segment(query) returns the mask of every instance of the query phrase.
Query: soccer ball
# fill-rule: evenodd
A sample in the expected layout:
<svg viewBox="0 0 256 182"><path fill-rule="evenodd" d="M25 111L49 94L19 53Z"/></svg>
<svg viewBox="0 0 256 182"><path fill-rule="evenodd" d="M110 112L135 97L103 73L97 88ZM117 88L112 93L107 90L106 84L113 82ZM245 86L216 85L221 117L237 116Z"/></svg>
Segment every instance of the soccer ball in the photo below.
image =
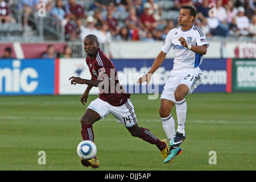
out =
<svg viewBox="0 0 256 182"><path fill-rule="evenodd" d="M96 145L90 140L82 141L78 144L76 152L82 159L92 159L97 154Z"/></svg>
· · · · · · ·
Rewrite the listing above with every "soccer ball" changed to "football" and nothing else altered. Leave the picture out.

> **Answer below**
segment(query) returns the mask of every instance of the query phrase.
Query: football
# fill-rule: evenodd
A sample in the expected layout:
<svg viewBox="0 0 256 182"><path fill-rule="evenodd" d="M25 111L49 94L19 53Z"/></svg>
<svg viewBox="0 0 256 182"><path fill-rule="evenodd" d="M110 112L135 97L103 73L97 88ZM117 88L112 93L107 90L106 84L113 82ZM245 86L216 85L221 117L237 116Z"/></svg>
Segment every instance of the football in the photo below.
image =
out =
<svg viewBox="0 0 256 182"><path fill-rule="evenodd" d="M96 145L90 140L82 141L78 144L76 152L82 159L92 159L97 154Z"/></svg>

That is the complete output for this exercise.